## Begin RECORD LIST
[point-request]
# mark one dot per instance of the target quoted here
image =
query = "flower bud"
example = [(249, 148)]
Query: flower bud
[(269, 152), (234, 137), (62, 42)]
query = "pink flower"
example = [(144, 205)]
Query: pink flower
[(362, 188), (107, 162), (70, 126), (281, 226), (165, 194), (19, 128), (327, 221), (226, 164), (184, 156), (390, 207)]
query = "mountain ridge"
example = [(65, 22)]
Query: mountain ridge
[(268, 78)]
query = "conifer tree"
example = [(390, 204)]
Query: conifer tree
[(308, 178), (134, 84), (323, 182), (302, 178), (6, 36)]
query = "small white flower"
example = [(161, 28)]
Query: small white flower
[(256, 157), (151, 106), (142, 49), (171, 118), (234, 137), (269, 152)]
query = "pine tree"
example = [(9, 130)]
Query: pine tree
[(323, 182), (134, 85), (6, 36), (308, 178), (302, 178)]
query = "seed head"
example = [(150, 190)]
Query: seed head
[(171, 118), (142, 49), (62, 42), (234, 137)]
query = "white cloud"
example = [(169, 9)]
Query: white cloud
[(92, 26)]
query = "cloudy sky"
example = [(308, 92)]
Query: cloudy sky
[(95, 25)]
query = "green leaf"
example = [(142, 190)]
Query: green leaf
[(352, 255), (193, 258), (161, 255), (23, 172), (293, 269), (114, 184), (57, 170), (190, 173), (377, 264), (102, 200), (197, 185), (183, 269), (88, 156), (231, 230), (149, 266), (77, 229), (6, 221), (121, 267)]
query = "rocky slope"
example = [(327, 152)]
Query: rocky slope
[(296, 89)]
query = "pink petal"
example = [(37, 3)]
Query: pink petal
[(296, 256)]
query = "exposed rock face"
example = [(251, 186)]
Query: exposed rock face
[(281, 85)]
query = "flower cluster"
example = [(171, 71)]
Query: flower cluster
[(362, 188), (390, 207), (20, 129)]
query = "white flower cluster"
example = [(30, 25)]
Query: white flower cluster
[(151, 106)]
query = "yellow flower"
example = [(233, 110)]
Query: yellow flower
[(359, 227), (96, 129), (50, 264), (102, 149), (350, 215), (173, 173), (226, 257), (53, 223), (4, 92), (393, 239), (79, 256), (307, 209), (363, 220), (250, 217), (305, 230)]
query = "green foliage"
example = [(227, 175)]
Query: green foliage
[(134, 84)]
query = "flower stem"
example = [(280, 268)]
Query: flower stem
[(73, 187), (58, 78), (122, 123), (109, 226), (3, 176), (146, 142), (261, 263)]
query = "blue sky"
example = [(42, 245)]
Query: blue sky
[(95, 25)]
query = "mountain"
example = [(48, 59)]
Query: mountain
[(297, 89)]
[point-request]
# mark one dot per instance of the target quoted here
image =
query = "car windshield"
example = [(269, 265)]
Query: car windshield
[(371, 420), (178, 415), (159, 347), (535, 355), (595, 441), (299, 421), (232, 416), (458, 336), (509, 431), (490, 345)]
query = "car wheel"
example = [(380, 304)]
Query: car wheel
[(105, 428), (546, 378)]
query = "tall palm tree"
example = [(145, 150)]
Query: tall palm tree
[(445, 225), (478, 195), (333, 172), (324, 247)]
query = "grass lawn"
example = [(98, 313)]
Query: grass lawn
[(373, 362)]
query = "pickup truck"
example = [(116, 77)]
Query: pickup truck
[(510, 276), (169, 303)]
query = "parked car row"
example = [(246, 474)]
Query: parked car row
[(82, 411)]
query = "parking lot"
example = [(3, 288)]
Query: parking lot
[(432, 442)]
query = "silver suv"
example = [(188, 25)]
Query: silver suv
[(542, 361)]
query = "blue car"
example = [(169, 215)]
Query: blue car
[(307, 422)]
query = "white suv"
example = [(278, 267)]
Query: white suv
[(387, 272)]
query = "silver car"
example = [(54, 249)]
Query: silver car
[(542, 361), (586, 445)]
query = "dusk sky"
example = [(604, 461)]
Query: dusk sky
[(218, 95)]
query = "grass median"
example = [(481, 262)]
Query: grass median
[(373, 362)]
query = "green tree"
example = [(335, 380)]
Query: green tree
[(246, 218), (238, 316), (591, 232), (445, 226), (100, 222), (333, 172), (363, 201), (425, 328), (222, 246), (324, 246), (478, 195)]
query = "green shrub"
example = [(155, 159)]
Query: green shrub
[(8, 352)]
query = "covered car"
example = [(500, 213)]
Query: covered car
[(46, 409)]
## End RECORD LIST
## Begin RECORD LIST
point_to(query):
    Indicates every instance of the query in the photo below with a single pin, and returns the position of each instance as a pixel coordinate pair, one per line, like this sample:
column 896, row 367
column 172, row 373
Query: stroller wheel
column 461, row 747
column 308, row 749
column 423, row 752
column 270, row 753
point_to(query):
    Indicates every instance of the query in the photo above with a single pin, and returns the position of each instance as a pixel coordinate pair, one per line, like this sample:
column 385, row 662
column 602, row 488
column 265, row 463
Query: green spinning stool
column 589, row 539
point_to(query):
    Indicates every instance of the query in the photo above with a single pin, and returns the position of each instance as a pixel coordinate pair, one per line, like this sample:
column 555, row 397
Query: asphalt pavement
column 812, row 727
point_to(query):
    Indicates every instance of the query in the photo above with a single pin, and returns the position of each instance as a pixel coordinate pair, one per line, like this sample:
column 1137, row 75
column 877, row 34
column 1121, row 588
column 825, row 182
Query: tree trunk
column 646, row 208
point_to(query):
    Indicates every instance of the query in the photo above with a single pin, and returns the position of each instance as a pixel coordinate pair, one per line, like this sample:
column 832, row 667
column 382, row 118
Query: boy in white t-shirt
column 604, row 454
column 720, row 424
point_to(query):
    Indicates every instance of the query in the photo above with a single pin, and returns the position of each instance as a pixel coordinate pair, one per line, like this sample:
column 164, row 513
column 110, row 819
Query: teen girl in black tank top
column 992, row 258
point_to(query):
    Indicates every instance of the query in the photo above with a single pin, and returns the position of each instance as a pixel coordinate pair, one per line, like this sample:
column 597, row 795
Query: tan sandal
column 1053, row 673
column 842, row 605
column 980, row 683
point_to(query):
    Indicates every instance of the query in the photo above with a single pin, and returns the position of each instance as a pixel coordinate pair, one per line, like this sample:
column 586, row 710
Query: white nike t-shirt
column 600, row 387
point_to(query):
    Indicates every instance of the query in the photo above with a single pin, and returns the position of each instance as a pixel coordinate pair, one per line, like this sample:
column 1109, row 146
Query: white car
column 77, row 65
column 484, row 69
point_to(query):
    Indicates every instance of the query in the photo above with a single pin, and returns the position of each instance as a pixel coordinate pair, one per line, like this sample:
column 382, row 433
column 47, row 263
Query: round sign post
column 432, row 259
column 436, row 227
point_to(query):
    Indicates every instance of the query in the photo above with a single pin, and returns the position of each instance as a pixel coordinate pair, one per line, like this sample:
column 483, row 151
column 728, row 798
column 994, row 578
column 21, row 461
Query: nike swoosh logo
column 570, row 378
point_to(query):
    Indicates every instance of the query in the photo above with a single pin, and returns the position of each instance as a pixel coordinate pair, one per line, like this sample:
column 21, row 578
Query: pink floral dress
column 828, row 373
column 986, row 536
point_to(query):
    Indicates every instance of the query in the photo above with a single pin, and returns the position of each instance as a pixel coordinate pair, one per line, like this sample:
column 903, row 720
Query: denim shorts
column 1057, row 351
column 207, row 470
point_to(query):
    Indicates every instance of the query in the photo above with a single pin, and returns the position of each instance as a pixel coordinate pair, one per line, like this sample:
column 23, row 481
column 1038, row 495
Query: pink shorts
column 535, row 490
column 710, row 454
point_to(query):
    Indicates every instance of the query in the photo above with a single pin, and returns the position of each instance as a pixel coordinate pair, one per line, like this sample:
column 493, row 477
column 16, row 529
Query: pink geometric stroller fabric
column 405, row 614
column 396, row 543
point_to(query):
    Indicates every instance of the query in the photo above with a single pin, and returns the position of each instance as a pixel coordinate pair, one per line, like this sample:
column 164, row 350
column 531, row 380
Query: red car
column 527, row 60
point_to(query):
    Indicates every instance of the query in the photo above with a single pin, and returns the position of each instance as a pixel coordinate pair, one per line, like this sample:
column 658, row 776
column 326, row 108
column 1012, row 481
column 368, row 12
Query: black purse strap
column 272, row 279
## End RECORD LIST
## Begin RECORD LIST
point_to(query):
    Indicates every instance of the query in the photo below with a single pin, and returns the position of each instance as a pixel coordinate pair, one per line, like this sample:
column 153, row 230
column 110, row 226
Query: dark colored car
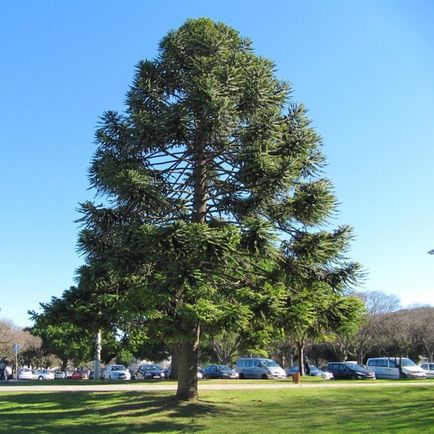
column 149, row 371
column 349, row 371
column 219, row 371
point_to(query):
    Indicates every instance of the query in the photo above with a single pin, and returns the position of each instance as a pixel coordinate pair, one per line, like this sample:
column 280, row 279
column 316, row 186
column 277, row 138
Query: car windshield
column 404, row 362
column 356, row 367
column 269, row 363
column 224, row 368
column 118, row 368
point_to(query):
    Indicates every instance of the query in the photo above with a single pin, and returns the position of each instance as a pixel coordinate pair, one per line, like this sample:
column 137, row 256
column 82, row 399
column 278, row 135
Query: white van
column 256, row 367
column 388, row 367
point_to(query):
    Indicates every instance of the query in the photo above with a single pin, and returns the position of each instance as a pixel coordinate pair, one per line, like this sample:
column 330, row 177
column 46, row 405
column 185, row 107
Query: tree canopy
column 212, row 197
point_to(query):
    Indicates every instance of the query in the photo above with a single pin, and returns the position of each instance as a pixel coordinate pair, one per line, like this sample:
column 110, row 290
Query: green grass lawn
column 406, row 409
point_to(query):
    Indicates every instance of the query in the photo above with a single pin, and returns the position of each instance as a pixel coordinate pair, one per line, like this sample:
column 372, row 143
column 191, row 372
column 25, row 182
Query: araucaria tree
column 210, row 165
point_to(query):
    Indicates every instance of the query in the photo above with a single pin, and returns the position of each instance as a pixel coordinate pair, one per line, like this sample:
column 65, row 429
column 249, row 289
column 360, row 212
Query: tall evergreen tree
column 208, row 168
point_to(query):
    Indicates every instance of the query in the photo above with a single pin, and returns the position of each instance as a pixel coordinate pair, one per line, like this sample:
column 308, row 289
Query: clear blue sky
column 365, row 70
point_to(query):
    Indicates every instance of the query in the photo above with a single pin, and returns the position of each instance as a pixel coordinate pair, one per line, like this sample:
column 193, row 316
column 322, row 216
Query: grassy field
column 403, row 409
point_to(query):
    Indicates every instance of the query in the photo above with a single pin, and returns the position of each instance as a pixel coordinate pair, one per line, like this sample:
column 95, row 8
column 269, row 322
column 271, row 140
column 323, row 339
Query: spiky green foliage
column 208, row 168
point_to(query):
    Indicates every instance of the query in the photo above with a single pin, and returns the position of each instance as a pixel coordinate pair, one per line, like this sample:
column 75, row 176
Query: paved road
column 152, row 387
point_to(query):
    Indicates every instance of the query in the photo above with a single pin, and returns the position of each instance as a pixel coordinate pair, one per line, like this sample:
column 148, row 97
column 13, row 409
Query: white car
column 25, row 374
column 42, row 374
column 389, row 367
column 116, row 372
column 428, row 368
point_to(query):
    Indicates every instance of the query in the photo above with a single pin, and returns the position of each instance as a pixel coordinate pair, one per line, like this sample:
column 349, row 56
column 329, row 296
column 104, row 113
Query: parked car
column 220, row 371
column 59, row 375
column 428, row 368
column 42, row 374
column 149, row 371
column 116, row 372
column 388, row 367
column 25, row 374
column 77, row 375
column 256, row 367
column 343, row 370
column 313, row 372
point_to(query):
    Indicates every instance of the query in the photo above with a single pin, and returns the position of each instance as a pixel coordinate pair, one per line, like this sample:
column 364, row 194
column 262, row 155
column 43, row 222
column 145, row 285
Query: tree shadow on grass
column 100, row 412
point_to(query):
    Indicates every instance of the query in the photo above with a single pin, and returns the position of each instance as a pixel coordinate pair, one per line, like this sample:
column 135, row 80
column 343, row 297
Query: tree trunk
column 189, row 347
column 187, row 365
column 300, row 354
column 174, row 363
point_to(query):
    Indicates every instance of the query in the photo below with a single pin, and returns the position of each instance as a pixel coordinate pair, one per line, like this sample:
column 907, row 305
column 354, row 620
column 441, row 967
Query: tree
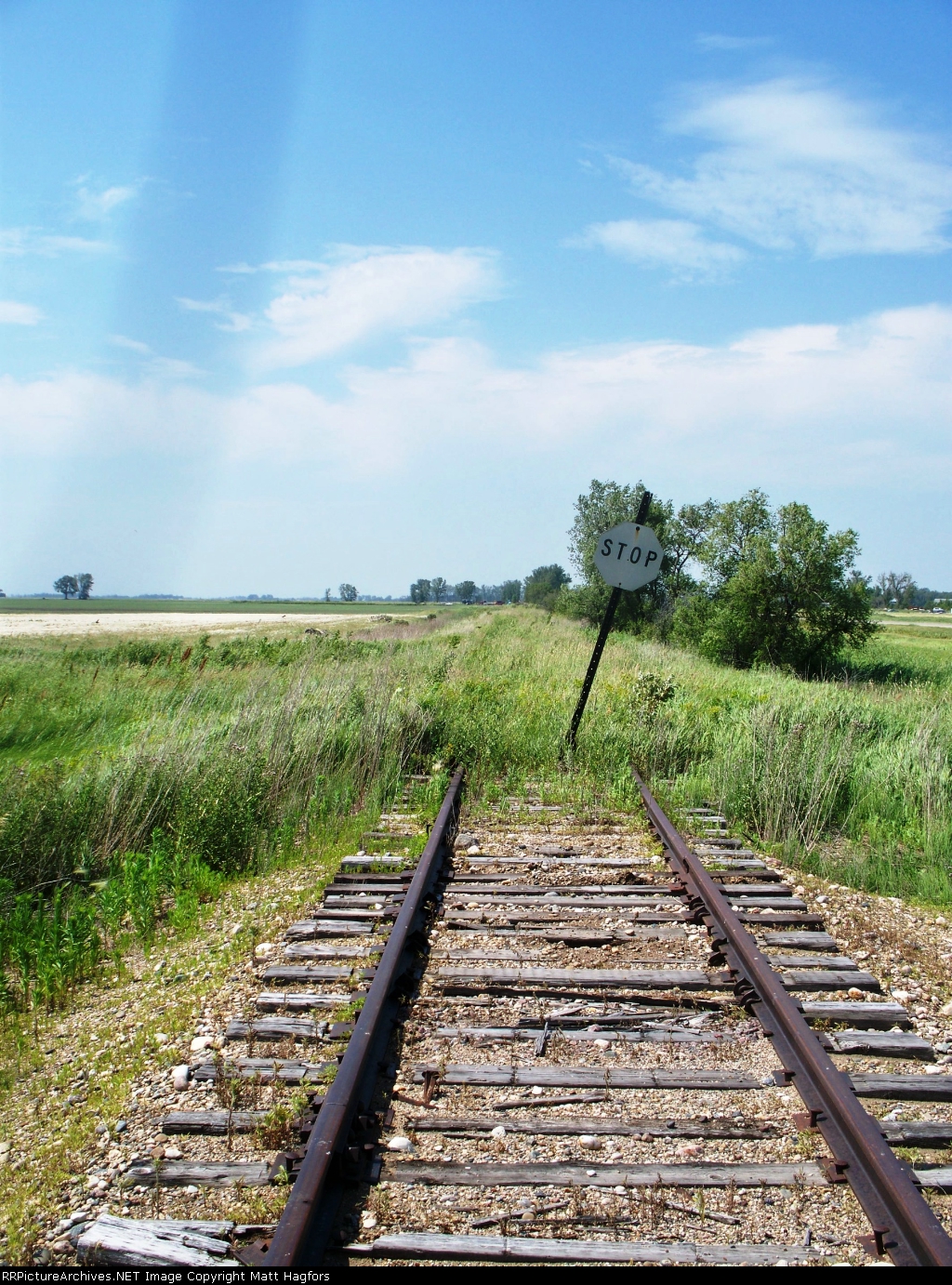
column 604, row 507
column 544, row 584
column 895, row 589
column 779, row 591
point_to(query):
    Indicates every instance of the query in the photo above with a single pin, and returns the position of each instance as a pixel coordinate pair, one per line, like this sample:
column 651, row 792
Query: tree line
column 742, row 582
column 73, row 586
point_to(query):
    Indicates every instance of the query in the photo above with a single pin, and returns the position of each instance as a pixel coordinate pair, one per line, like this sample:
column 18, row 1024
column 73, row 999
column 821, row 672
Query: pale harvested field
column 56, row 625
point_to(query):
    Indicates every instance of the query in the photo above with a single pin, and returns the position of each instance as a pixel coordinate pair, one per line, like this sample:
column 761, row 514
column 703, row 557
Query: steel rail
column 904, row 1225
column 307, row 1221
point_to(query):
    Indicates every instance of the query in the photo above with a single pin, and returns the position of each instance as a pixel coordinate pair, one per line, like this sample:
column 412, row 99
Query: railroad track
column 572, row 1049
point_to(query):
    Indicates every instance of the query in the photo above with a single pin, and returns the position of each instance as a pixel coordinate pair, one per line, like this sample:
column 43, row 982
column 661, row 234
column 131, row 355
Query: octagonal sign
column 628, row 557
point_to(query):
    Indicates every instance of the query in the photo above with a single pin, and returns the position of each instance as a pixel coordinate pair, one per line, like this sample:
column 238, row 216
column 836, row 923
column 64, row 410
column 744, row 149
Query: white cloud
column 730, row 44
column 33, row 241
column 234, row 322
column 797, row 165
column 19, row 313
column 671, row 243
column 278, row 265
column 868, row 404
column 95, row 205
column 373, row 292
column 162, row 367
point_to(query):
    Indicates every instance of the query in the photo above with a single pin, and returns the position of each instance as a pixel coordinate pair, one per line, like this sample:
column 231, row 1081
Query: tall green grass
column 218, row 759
## End RECORD LIST
--- EXERCISE DETAILS ---
Identify every line in the records above that contains the word "field". Copy each of those lines in full.

--- EXERCISE RESPONSE ---
Query: grassy field
Query: pale harvested field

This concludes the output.